Wijsheid is in-zicht hebben en de kern kunnen bereiken. Daarvoor moet je diep naar binnen kunnen kijken tot je een laag bereikt die los staat van je individu, die universeel is en daarmee van het universum. Universum komt van unus = een en versus = keren, ‘het tot eenheid gekeerde’. Het is de kunst om zelfs met de diepste lagen contact te maken, te verbinden en zo terug te keren tot die oorspronkelijke éénheid waar alles uit voortkomt. Pas dan weet je echt alles. Echter niet degene die de bron vindt, maar degene die van de bron terugkeert naar deze wereld is werkelijk wijs. Zij zal spreken met de inspiratie van een ware dichter, zij zal de mens dichter bij het goddelijke brengen, de weg wijzen naar de diepe stilte van de bron, de wereld verdichten tot zij weer met betekenis en leven gevuld is, zoals het ooit bedoeld was en voor de wijze ziener of dichter met inzicht nu nog steeds is.
Abe van der Veen
Noten:
1) The Wooing of Emer by Cú Chulainn
‘Over the Marrow of the Woman Fedelm I said, i.e., the Boyne. It is called Boyne from Boand, the wife of Nechtan, son of Labraid. She went to guard the hidden well at the bottom of the dun with the three cupbearers of Nechtan, viz., Flex and Lesc and Luam. Nobody came without blemish from that well, unless the three cupbearers went with him. The queen went out of pride and overbearing to the well, and said nothing would ruin her shape, nor put a blemish on her. She passed left-hand-wise round the well to deride its power. Then three waves broke over her, and smashed her two thighs and her right hand and one of her eyes. She ran out of the Sid to escape from this injury; until she came to the sea. Wherever she ran, the well ran after her. Segais was its name in the Sid, the river Segsa from the Sid to the Pool of Mochua, the Arm of the Wife of Nuadu and the Thigh of the Wife of Nuadu after that, the Boyne in Meath, Manchuing Arcait it is called from the Finda to the Troma, the Marrow of the Woman Fedelm from the Troma to the sea.’
a secret well there was in his stead,
from which gushed forth every kind of mysterious evil.
There was none that would look to its bottom
but his two bright eyes would burst:
if he should move to left or right,
he would not come from it without blemish.
Therefore none of them dared approach it
save Nechtain and his cup-bearers:
— these are their names, famed for brilliant deed,
Flesc and Lam and Luam. Hither came on a day white Boand
(her noble pride uplifted her),
to the well, without being thirsty
to make trial of its power. As thrice she walked round
about the well heedlessly,
three waves burst from it,
whence came the death of Boand.
2)
59. SINANN.

============================================================

--- OPDRACHT 1 ---
Wie is volgens het paginafragment over wijsheid werkelijk wijs?
--- OPDRACHT 2 ---
Geef het vervolg van het paginafragment over wijsheid en de bron, aansluitend op de laatste regel.

============================================================

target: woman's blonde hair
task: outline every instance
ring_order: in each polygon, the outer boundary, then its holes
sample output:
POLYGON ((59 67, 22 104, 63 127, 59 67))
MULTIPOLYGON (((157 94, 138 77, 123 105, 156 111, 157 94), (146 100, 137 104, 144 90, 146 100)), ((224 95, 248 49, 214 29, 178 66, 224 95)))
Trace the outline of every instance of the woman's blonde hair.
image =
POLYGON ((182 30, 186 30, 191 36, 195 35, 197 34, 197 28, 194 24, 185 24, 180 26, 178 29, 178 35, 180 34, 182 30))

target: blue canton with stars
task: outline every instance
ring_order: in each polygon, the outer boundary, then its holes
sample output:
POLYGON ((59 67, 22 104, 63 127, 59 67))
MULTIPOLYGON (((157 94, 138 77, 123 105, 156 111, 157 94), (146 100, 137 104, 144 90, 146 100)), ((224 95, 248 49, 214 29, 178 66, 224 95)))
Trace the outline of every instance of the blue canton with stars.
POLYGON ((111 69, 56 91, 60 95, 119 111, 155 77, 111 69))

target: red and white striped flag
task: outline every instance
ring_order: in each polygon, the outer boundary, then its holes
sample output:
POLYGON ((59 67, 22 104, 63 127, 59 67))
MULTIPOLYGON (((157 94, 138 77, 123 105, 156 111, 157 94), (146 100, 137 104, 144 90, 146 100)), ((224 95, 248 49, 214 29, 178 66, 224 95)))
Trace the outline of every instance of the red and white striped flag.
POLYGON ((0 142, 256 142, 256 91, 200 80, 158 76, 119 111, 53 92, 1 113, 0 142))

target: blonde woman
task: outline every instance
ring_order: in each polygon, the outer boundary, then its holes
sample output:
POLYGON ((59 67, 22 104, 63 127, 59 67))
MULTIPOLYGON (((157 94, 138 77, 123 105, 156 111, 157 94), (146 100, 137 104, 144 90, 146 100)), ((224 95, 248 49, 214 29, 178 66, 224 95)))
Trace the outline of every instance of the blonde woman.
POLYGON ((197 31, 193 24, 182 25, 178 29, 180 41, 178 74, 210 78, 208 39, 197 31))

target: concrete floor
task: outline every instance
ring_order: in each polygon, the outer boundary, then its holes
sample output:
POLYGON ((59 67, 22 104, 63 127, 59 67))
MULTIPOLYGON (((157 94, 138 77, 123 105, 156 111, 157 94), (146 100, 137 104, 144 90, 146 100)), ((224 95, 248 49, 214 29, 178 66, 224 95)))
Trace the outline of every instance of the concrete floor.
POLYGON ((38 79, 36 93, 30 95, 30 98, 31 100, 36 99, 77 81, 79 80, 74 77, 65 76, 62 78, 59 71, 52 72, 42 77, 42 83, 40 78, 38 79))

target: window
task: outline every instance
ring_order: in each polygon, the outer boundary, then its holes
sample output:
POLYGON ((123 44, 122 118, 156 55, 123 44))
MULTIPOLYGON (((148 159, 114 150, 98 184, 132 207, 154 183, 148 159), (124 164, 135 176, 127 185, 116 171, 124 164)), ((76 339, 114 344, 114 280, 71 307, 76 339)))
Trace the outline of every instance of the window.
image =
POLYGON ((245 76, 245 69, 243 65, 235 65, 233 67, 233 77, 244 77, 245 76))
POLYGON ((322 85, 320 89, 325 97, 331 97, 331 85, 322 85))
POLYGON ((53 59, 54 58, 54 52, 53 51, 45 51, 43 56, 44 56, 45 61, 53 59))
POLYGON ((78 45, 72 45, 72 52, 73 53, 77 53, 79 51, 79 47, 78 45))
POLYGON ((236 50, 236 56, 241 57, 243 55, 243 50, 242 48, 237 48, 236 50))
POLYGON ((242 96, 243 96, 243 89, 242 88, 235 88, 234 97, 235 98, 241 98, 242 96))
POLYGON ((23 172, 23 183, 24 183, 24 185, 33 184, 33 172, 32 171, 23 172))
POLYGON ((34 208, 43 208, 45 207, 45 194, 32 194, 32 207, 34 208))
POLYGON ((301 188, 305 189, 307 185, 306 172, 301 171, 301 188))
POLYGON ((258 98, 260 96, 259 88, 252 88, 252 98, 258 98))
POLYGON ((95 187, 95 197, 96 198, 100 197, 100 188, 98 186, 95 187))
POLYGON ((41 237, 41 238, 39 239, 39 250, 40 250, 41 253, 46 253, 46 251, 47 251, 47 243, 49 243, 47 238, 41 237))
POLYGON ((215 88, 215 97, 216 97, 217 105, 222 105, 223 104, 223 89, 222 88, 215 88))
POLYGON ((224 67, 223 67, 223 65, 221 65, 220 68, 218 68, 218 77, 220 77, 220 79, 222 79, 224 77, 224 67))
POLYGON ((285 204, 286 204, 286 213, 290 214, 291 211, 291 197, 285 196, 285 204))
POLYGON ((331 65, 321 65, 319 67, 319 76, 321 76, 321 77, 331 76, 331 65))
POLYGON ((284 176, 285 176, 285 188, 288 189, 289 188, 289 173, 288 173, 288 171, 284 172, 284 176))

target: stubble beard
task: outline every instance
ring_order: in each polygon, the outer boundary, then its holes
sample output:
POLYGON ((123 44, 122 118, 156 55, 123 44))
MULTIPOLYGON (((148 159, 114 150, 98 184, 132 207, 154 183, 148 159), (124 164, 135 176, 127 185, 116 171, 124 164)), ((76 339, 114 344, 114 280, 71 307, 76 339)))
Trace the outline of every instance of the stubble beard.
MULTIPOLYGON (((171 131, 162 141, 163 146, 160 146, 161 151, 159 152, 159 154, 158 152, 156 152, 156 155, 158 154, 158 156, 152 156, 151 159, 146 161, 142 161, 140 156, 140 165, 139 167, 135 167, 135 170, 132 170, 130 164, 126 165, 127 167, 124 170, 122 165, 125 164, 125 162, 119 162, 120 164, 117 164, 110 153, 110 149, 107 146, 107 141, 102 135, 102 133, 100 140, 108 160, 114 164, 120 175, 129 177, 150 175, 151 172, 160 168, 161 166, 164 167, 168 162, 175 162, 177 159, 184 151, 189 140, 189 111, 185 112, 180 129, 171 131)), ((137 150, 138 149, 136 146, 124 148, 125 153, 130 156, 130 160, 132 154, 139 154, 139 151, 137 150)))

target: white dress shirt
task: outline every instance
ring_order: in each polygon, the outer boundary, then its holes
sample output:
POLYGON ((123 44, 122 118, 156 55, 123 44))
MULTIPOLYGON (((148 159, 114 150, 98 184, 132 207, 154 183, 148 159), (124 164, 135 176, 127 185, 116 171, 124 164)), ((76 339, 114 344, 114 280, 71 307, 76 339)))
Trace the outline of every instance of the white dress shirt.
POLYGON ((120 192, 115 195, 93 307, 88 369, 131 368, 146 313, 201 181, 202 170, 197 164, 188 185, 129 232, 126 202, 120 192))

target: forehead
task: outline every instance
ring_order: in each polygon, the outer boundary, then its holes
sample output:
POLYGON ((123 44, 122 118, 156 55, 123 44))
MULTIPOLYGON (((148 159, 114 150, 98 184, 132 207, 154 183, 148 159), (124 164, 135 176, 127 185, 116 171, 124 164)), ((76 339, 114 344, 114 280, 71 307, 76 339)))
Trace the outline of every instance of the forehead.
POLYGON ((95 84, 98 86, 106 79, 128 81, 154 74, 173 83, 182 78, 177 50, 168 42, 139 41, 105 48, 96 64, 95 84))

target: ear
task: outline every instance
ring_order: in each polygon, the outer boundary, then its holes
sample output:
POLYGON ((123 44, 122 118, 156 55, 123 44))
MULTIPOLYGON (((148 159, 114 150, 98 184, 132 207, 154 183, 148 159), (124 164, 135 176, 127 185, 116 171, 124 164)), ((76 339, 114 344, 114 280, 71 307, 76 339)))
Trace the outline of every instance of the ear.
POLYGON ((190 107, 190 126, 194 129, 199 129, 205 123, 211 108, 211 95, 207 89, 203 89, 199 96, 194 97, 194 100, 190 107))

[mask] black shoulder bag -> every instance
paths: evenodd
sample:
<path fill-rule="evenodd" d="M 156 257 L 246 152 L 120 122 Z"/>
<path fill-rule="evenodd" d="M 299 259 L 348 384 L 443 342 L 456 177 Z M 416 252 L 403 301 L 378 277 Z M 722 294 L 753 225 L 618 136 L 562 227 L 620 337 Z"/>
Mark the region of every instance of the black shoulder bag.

============================================================

--- SCHRIFTELIJK ANTWOORD 1 ---
Niet degene die de bron vindt, maar degene die van de bron terugkeert naar deze wereld.

--- SCHRIFTELIJK ANTWOORD 2 ---
Sinend daughter of Lodan Lucharglan son of Ler, out of Tír
Tairngire (“Land of Promise, Fairyland”) went to Connla’s
Well which is under the sea, to behold it. That is a well at
which are the hazels and inspirations (?) of wisdom, that is,
the hazels of the science of poetry, and in the same hour their
fruit, and their blossom and their foliage break forth, and
these fall on the well in the same shower, which raises on
the water a royal surge of purple. Then the salmon chew the
fruit, and the juice of the nuts is apparent on their purple bellies.
And seven streams of wisdom spring forth and turn there
again.
Now Sinend went to seek the inspiration, for she wanted
nothing save only wisdom. She went with the stream till she
reached Linn Mná Feile “the Pool of the Modest Woman”,
that is, Brí Ele — and she went ahead on her journey, but the
well left its place, and she followed it to the banks of the river
Tarr-cáin “Fair-back”. After this it overwhelmed her, so
that her back (tarr) went upwards, and when she had come
to the land on this side (of the Shannon) she tasted death.
Whence Sinann and Linn Mná Féile and Tarr-cain
The Metrical Dindshenchaspoem 53 Sinann I
A spring (not sluggish) under the pleasant sea
in the domain of Condla (it was fitting,
as we recount in telling the tale): —
to gaze upon it went Sinann.
A well with flow unfailing
is by the edge of a chilly river
(as men celebrate its fame),
20] whence spring seven main streams.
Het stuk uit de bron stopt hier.